» **Recorded information**:
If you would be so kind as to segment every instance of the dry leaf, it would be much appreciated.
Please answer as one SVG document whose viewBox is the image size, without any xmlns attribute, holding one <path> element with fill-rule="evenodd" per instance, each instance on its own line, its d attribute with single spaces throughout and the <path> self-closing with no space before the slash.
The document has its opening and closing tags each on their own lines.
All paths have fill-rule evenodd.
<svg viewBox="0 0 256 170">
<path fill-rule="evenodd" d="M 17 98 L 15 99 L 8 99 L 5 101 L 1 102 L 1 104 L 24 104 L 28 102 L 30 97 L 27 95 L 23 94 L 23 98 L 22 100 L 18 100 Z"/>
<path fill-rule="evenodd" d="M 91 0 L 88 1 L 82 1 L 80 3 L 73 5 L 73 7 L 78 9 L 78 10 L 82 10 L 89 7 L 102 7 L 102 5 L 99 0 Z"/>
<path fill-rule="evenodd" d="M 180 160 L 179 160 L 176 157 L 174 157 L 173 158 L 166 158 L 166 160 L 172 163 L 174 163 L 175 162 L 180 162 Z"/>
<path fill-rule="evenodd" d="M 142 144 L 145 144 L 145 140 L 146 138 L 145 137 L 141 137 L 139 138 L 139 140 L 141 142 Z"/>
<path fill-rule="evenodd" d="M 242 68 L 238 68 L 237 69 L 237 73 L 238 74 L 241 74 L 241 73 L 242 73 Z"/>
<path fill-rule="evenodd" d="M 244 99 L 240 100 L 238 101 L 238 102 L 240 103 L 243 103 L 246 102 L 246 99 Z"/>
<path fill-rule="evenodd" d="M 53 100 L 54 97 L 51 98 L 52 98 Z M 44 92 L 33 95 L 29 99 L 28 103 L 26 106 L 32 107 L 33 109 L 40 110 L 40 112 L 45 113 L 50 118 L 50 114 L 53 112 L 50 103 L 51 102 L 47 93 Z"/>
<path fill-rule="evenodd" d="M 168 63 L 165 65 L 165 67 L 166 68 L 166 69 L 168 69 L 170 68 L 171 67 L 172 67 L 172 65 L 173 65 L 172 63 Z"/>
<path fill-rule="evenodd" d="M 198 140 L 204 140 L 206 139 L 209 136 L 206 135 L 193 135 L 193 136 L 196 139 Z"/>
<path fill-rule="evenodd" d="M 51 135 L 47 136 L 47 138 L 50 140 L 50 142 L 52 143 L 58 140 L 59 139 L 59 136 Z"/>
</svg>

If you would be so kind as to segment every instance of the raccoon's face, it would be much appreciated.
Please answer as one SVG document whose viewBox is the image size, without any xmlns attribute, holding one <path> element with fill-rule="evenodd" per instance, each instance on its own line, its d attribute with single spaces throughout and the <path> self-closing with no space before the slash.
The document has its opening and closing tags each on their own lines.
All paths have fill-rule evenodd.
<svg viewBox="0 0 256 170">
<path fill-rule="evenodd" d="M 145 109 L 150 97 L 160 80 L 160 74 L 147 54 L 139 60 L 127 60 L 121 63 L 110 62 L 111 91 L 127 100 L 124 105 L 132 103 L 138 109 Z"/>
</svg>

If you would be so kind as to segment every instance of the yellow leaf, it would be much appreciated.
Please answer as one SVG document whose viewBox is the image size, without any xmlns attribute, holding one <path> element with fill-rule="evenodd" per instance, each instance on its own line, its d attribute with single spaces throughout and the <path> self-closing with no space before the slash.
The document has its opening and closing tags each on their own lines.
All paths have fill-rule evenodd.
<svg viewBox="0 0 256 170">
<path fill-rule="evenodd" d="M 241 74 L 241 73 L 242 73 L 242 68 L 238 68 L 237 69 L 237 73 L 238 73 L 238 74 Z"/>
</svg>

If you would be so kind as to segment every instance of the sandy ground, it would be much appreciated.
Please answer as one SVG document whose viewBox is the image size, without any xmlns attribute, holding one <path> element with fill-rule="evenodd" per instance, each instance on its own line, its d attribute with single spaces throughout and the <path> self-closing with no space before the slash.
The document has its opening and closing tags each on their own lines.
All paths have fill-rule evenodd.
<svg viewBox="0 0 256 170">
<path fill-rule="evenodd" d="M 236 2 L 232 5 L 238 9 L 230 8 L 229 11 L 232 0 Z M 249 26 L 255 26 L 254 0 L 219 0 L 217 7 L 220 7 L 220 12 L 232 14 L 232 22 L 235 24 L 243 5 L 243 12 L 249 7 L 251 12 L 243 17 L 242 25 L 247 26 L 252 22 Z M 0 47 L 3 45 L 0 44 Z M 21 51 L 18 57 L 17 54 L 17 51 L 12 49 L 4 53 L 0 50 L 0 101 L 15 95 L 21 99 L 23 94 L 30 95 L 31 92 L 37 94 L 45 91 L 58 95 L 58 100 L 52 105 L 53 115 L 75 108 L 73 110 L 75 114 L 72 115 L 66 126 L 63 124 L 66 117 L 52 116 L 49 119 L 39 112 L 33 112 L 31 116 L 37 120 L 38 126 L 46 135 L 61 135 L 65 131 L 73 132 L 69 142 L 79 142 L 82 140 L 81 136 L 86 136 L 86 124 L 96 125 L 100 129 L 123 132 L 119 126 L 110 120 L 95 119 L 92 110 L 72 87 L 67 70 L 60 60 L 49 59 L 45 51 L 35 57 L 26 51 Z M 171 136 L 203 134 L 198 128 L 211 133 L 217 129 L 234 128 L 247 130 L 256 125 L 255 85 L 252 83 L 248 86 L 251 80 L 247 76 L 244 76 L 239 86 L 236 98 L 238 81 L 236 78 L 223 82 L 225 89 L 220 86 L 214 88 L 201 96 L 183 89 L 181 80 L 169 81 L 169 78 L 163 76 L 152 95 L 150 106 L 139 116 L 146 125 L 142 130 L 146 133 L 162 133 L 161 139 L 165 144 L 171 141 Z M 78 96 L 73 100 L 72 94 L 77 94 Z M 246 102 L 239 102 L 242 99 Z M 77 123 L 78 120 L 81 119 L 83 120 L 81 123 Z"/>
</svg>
--
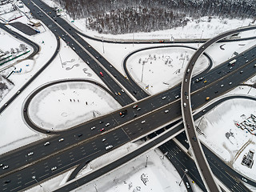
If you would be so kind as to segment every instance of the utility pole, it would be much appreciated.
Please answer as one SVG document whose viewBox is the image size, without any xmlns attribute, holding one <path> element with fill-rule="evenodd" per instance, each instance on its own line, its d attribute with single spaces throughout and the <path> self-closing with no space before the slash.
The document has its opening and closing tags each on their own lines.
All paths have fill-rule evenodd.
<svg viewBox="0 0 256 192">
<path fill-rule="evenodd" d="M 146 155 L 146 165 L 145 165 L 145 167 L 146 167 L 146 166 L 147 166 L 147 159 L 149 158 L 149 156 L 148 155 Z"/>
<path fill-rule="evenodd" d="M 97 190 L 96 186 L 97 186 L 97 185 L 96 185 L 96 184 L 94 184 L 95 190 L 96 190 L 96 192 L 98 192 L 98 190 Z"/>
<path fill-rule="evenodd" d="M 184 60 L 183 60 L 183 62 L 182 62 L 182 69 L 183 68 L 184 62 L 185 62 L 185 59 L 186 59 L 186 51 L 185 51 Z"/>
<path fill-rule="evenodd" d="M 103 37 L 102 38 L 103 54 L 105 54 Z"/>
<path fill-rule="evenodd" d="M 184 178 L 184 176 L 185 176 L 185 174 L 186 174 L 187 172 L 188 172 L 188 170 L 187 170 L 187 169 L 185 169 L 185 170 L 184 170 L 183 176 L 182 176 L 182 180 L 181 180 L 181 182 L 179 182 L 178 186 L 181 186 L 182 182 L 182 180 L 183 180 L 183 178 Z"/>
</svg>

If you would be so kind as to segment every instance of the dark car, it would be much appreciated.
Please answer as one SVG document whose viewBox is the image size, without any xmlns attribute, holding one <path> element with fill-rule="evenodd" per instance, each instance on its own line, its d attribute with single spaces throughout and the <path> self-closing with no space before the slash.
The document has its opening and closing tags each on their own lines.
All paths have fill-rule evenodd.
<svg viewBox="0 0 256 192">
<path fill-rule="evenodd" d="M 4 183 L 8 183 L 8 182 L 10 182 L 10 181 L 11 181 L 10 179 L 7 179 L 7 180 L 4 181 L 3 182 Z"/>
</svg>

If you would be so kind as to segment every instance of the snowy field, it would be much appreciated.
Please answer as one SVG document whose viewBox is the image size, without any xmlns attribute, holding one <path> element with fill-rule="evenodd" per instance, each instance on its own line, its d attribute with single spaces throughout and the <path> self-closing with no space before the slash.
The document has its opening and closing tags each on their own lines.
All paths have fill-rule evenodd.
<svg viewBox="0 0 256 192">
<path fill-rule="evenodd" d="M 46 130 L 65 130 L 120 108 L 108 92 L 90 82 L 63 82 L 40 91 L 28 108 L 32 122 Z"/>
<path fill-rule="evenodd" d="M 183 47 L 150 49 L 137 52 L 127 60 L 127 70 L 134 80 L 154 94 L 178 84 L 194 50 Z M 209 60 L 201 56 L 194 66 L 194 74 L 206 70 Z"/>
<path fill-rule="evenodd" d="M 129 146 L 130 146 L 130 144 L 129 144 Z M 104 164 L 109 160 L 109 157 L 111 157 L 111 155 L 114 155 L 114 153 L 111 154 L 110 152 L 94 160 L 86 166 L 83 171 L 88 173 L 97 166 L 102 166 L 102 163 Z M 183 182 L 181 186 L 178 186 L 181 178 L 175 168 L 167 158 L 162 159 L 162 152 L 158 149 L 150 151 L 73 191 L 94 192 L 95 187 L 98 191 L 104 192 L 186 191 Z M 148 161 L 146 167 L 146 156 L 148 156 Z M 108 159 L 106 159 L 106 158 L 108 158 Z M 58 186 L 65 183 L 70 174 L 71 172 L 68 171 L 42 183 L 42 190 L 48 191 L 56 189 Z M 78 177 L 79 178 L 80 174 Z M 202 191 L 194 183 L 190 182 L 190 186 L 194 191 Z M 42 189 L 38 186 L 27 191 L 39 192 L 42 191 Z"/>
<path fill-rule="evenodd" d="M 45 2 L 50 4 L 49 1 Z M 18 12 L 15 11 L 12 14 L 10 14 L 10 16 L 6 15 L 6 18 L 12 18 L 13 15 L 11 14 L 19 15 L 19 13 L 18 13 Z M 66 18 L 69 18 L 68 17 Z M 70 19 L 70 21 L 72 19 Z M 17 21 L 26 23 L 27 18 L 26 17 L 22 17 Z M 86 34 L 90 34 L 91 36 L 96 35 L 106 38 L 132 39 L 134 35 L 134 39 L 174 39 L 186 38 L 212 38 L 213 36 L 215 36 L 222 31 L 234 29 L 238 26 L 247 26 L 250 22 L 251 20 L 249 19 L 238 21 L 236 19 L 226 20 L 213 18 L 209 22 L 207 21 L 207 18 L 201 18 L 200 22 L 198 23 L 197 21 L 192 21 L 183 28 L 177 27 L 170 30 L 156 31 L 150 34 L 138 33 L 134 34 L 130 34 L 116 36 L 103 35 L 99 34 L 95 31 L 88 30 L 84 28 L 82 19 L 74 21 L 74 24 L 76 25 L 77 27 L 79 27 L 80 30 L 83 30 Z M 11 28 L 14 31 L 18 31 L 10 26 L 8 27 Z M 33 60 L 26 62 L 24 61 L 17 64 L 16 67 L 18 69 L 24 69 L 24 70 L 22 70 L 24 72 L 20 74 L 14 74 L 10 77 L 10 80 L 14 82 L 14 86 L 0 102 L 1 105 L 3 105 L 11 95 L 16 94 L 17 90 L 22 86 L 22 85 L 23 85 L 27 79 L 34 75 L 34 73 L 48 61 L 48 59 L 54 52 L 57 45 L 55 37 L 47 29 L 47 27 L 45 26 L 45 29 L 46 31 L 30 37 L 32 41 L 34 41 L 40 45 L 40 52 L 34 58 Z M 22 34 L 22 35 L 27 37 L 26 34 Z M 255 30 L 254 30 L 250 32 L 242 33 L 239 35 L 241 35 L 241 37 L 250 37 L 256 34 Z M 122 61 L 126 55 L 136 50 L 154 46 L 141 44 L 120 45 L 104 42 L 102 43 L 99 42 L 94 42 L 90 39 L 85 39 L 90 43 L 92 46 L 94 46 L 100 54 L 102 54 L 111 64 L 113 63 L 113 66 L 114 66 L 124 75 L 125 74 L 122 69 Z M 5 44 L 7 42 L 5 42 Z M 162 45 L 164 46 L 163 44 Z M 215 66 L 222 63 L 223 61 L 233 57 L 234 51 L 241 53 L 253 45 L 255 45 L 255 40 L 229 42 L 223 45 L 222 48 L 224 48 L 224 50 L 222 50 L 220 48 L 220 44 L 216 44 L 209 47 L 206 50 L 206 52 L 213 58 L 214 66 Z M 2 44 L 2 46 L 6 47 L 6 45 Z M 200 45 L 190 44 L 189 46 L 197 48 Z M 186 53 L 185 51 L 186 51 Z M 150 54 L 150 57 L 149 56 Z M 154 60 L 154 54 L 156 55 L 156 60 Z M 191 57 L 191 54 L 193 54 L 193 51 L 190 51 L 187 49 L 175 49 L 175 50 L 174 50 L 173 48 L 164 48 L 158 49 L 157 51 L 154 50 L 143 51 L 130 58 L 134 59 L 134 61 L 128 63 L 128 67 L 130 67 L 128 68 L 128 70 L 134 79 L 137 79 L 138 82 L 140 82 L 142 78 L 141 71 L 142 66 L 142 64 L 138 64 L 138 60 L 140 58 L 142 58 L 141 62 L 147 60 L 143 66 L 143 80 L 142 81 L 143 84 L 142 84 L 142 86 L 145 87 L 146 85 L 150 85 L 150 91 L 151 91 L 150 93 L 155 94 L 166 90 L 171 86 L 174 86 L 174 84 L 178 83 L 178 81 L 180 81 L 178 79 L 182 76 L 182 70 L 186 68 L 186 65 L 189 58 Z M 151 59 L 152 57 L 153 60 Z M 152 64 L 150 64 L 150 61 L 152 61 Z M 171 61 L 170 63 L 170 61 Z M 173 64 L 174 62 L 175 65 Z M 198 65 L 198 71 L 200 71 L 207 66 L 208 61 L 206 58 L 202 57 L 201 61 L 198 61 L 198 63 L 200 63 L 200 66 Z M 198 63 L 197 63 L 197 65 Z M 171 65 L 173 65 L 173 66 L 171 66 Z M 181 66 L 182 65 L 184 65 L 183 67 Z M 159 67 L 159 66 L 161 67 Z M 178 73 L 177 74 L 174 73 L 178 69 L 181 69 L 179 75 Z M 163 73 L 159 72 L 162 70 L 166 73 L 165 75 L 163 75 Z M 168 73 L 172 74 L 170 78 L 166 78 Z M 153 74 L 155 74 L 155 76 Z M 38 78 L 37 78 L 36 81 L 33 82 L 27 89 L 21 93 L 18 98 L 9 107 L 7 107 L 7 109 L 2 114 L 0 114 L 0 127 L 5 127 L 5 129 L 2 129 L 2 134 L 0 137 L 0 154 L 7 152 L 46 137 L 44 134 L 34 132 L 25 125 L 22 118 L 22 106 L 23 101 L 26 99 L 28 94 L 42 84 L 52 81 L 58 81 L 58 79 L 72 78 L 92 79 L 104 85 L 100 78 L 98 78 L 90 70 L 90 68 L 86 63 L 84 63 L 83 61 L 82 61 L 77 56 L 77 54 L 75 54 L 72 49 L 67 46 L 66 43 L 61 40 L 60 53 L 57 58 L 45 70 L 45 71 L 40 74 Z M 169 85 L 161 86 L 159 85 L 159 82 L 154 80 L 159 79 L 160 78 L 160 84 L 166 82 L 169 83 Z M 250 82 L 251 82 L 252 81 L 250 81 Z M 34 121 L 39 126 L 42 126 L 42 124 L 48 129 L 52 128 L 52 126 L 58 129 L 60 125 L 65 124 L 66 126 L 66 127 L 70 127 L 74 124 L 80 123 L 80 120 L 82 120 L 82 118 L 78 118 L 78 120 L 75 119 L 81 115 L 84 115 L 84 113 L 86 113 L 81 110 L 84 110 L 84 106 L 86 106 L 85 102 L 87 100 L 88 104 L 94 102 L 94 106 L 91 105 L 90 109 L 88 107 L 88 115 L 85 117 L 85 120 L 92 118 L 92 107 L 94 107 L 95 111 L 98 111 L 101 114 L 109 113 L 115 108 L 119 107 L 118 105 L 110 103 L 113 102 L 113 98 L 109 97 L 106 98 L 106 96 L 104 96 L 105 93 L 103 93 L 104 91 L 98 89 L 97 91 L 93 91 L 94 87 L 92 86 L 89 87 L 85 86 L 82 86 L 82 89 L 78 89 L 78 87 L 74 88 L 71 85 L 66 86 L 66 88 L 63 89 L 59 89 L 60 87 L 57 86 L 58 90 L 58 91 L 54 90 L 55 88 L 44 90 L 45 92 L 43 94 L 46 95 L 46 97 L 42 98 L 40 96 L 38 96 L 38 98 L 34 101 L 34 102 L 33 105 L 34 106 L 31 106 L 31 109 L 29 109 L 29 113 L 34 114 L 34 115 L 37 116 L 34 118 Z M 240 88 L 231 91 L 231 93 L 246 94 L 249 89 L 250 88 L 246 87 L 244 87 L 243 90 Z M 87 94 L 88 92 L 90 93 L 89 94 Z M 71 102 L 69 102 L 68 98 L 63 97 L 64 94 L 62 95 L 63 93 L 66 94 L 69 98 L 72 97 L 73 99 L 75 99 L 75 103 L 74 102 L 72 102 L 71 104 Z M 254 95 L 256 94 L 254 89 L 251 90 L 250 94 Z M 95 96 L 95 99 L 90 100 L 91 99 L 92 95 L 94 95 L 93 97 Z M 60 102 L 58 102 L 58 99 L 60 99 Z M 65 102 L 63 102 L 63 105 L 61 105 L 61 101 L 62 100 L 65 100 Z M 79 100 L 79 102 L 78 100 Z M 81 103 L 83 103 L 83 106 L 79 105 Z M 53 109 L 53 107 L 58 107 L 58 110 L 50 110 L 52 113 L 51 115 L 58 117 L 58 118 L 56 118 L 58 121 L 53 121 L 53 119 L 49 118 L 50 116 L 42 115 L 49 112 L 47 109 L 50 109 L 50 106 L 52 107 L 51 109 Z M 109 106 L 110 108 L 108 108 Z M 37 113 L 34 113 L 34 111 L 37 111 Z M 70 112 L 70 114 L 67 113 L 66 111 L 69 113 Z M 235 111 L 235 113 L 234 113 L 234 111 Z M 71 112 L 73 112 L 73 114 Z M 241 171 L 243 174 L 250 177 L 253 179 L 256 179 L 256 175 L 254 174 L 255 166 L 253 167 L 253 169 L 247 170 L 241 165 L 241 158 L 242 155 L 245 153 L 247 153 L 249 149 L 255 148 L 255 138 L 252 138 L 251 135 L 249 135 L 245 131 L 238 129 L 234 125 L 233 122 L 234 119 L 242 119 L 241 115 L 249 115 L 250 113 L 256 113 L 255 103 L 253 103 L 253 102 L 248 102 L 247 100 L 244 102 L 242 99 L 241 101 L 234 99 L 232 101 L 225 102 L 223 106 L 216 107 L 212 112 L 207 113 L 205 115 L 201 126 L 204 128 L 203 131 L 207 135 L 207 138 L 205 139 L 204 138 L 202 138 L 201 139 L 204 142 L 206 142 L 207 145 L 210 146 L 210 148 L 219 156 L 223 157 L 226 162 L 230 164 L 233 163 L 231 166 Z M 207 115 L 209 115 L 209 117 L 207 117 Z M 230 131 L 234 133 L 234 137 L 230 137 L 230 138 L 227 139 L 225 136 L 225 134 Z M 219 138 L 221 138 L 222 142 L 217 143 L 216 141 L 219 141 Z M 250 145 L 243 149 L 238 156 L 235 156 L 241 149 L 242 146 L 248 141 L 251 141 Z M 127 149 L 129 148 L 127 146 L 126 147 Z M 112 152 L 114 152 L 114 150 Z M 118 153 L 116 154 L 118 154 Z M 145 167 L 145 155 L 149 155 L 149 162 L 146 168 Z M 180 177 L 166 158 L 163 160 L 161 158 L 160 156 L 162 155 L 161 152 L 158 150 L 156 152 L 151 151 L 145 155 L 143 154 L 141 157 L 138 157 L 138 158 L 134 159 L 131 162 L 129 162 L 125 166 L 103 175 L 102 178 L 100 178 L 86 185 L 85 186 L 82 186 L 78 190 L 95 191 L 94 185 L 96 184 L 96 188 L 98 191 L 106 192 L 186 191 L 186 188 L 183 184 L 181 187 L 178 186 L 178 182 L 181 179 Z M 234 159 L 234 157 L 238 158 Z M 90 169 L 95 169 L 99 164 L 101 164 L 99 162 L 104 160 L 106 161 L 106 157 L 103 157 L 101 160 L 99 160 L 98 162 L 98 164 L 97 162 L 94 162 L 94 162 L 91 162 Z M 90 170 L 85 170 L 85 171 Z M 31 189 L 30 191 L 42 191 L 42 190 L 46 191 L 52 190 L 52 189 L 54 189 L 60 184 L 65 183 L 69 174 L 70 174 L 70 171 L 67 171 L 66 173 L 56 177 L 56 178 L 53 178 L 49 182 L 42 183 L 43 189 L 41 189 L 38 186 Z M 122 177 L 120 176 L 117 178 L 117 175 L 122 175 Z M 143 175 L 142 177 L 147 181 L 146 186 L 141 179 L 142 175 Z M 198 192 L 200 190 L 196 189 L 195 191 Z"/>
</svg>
* * *
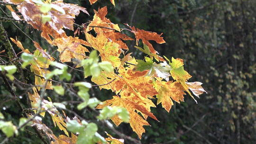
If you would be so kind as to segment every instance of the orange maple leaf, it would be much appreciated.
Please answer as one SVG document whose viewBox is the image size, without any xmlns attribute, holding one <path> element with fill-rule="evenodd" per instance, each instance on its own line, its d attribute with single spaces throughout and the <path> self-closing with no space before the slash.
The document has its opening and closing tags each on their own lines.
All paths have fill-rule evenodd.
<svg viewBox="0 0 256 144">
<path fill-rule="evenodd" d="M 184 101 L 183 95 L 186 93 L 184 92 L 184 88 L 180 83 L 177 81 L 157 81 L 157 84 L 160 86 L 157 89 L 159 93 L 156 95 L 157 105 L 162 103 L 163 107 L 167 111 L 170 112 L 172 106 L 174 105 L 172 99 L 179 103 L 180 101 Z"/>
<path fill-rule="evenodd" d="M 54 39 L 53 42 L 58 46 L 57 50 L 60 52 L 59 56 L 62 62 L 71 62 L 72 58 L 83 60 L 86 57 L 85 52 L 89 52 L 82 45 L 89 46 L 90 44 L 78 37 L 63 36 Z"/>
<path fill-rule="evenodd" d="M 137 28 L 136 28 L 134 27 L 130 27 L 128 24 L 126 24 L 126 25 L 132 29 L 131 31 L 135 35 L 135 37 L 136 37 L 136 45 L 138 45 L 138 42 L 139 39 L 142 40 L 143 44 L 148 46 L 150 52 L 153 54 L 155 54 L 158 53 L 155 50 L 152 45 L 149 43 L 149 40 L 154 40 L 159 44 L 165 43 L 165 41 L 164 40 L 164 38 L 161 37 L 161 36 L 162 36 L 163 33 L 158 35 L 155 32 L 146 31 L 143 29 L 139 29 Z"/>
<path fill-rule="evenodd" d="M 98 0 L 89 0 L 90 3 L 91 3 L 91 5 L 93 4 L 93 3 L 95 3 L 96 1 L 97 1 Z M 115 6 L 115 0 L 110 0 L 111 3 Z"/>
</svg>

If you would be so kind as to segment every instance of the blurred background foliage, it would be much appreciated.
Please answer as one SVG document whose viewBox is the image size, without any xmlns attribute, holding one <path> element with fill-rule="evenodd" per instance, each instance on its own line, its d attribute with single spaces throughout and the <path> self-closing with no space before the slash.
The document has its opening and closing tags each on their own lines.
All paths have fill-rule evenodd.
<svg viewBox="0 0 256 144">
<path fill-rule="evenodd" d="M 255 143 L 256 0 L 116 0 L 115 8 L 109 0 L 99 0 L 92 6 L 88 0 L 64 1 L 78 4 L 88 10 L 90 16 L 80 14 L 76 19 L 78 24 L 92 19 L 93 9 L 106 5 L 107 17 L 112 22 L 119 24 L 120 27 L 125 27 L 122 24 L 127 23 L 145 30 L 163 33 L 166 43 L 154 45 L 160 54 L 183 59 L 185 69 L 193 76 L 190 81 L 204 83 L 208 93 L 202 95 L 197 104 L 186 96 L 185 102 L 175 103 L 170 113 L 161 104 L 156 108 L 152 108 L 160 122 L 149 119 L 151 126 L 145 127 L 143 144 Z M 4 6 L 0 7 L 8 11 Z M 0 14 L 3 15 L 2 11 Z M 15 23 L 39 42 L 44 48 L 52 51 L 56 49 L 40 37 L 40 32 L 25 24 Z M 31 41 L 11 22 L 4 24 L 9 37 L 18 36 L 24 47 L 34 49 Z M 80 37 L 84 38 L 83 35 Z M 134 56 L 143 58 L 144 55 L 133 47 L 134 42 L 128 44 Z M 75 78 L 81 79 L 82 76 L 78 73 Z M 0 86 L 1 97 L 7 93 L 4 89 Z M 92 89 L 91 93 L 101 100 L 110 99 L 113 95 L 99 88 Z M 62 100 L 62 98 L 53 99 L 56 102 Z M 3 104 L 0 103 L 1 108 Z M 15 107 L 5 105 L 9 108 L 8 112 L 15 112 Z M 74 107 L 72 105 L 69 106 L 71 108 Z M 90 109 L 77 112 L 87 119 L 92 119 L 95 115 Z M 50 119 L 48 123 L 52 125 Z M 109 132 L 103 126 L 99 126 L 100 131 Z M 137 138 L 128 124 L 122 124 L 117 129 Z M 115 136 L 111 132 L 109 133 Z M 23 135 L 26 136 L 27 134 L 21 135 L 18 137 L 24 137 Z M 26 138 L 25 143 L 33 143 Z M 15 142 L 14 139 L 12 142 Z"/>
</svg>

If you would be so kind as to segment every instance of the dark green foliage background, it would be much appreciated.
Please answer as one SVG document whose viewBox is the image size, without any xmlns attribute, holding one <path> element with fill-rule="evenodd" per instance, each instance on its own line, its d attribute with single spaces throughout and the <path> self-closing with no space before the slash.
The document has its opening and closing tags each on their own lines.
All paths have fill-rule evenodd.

» **Given task**: Copy out the lines between the one holding "pole, it would be much appreciated." and the one holding "97 190 L 96", inclusive. Raise every number in the answer SVG (the viewBox values and the path coordinates) by 150, and leave the requests as they are.

» **Response to the task**:
If you would be so kind as to segment every instance of the utility pole, it would be much appreciated.
Please answer as one SVG document whose viewBox is the image size, without any xmlns attribute, holding one <path> element with fill-rule="evenodd" per instance, each instance on its own line, its d attribute with single spaces throughout and the <path> self-closing with no space before the slash.
The document has its opening and closing tags each on their own lines.
All paths have fill-rule evenodd.
<svg viewBox="150 150 406 342">
<path fill-rule="evenodd" d="M 296 305 L 296 315 L 295 315 L 295 317 L 296 317 L 296 316 L 297 316 L 297 309 L 299 308 L 299 306 L 298 305 Z"/>
<path fill-rule="evenodd" d="M 247 340 L 246 336 L 247 336 L 247 335 L 246 335 L 246 334 L 244 334 L 245 340 L 246 340 L 246 342 L 248 342 L 248 340 Z"/>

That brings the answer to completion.